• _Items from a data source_

· · · · ·

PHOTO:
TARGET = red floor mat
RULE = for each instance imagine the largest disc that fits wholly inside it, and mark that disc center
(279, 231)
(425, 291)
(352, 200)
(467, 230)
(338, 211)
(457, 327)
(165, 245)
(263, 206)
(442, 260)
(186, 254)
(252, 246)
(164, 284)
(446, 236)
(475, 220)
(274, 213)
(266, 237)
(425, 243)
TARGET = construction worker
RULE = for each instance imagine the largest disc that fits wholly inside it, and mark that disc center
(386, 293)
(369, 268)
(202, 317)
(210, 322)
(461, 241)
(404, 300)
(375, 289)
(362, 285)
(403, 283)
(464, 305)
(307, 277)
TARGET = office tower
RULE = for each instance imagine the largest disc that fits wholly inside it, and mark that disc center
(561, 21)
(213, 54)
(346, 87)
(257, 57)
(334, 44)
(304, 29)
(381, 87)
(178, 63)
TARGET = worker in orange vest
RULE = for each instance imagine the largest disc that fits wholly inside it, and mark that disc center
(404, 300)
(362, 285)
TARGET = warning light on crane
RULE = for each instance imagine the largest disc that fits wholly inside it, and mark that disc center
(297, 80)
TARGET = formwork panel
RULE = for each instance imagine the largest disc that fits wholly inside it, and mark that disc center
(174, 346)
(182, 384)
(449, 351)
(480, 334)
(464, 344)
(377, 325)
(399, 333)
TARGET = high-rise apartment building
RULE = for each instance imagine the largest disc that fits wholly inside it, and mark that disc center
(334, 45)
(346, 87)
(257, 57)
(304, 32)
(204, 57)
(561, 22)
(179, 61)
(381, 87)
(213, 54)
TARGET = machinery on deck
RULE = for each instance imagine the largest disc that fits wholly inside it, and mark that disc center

· · · · ·

Pull every line containing "worker" from the data.

• _Exercise solution_
TARGET = construction worker
TARGET = worker in orange vest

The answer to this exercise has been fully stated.